==== TEXT ====

We must have faith that this is possible, but we also have to watch for it to happen in ways we do not expect.  There’s a story about a man caught in a flood.  You may have heard it.  His neighbors come by and offer to help him evacuate, but he says, “No, God will save me, I have faith.” 

         The water rises and he has to retreat to the second floor, praying to God to rescue him.  Some people come by in a boat and offer him a ride, but he says, “No, God will save me, I have faith.”  The water climbs still higher and he has to go up on the roof.  He does, still praying to God to rescue him.  A helicopter comes by and they send down a ladder to help him escape, but he shouts, “No, I’m waiting for God to rescue me.”  Alas, the floodwaters still rise and he perishes.  Once in the afterlife, he has a little talk with God.  He says, “Why didn’t you rescue me?  I had faith in you, and you let me down.” 

God says, “Well, first I sent neighbors who offered to help you evacuate. Then I sent those people in the boat, and finally I send the helicopter.  What more did you expect?”  I guess the guy expected a hand to come down out of heaven and pick him up.

==== SUPPLIED RECORDS ====

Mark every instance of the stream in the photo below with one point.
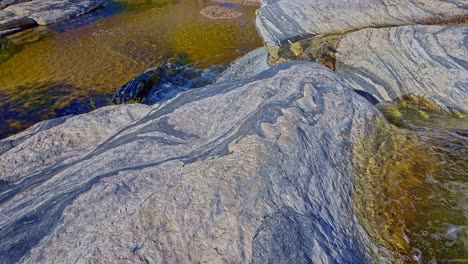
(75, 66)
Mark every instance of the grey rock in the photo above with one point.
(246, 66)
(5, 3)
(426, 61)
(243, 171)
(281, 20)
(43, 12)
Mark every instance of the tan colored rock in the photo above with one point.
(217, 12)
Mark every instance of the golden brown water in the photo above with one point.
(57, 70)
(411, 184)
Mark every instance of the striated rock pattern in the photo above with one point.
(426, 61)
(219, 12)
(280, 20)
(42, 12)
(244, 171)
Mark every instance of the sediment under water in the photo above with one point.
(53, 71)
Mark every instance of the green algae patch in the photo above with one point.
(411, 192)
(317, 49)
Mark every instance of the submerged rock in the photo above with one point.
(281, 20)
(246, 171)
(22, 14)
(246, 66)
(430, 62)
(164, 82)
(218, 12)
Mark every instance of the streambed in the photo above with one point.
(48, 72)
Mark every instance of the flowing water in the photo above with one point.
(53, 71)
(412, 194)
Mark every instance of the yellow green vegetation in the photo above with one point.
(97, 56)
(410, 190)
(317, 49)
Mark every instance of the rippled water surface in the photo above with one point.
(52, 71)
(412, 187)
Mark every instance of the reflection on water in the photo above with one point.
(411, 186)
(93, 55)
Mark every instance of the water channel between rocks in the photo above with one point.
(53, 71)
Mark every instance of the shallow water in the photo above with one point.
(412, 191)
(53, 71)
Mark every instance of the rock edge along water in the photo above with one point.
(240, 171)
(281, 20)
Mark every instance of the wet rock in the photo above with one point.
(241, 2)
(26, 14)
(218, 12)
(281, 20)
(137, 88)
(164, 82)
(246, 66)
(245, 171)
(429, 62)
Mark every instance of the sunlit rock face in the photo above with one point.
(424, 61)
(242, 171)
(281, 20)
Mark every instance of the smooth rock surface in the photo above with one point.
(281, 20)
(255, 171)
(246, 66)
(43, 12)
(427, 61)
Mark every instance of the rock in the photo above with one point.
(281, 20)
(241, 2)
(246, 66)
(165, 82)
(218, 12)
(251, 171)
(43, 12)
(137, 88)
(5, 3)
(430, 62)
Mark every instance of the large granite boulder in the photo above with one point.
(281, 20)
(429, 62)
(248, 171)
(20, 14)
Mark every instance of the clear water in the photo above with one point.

====
==== SUPPLIED RECORDS ====

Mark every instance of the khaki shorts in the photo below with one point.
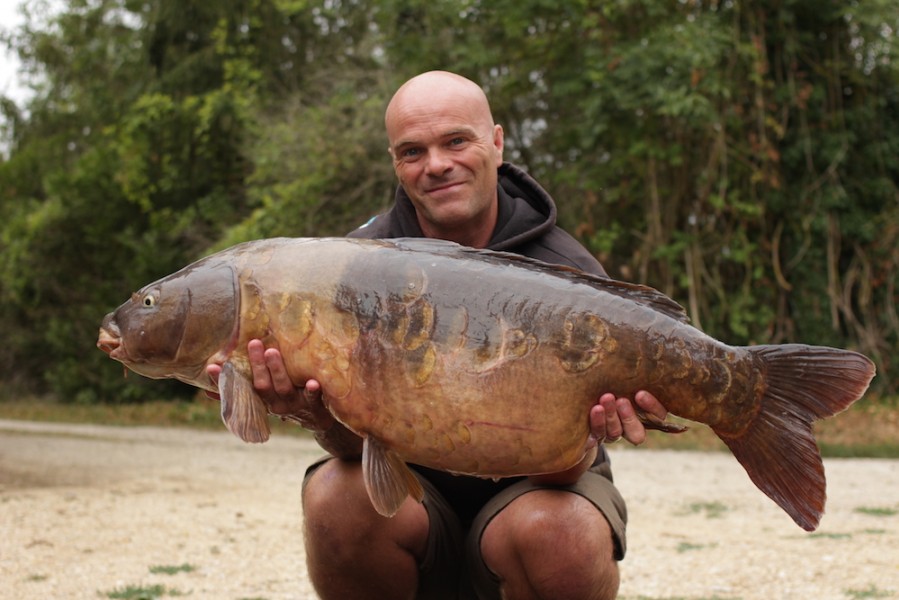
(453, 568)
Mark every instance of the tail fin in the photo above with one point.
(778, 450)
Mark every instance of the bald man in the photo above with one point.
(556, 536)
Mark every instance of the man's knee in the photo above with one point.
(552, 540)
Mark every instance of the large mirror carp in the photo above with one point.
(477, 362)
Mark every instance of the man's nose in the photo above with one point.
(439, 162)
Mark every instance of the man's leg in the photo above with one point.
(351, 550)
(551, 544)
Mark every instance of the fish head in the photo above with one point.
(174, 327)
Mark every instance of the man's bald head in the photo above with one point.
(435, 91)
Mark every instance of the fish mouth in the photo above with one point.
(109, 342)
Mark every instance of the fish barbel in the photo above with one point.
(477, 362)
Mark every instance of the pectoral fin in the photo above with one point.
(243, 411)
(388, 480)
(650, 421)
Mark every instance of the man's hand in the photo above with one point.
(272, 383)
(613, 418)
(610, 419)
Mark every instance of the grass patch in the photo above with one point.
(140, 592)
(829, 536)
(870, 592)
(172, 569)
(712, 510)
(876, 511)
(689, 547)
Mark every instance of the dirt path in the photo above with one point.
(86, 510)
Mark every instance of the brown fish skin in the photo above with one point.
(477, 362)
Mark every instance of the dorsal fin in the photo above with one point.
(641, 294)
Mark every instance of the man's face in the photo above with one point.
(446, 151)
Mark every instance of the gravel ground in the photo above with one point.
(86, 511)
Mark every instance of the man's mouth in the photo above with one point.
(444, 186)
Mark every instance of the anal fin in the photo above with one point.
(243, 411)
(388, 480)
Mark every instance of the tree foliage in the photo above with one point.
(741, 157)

====

**REQUIREMENT 1**
Print the passage of the flood story from "The water rises" to "pick him up.".
**REQUIREMENT 2**
Proceed with the flood story text, picking up right after its final sentence.
The records play no part in what comes next.

**EXERCISE OUTPUT 1**
The water rises and he has to retreat to the second floor, praying to God to rescue him.  Some people come by in a boat and offer him a ride, but he says, “No, God will save me, I have faith.”  The water climbs still higher and he has to go up on the roof.  He does, still praying to God to rescue him.  A helicopter comes by and they send down a ladder to help him escape, but he shouts, “No, I’m waiting for God to rescue me.”  Alas, the floodwaters still rise and he perishes.  Once in the afterlife, he has a little talk with God.  He says, “Why didn’t you rescue me?  I had faith in you, and you let me down.” 

God says, “Well, first I sent neighbors who offered to help you evacuate. Then I sent those people in the boat, and finally I send the helicopter.  What more did you expect?”  I guess the guy expected a hand to come down out of heaven and pick him up.

**EXERCISE OUTPUT 2**
It is important to have faith in better a better world,  and to know it may happen in ways we can't imagine.  We also have to work with God to make that happen.  We can’t expect God to do it alone – that would be rather lazy and irresponsible of us.  I believe God wants us to help create this something new.  And when we do, when we work toward that new world, our eyes may adapt to the signs of it coming-to-be: healing coming to someone in pain, repair and restoration after devastation. We may see it in new ways to prevent infant deaths and to keep all children healthy and safe. We may notice it in people working to feed those who are hungry, to offer drink to those who are thirsty, and to build houses for people who cannot afford them.  We may see people live to a healthy old age –through practicing living healthy lives and maybe through cures for diseases that once were fatal.  That happens all the time, these days.

We may see it in moments, and maybe even hours and days of like trees – serene and quiet.  We may see it in those who work for peace for all the world. The new world is coming to be, and we can help make that happen.  The firs step is to believe it can, and to keep that vision in mind as we do the little things that shape it into being.

And resurrection?  Oh yes, we can see that as well.  We can see that life breaks through what seems like death, all around us and in many ways – and this can strengthen our belief in the resurrection, in what seems too good to be true.

Life breaks through. 
Time and time again,
life breaks through what seems like death.
Even in the heart of winter,
Light breaks through
Life breaks through
And unseen growth occurs
Beneath the frozen ground.
Some plants need winter
In order to flower in spring.

Life breaks through,
Even through stone.
Laurel trees have the strength
To break through stone
In order to sustain their vibrant lives,
Life breaks through.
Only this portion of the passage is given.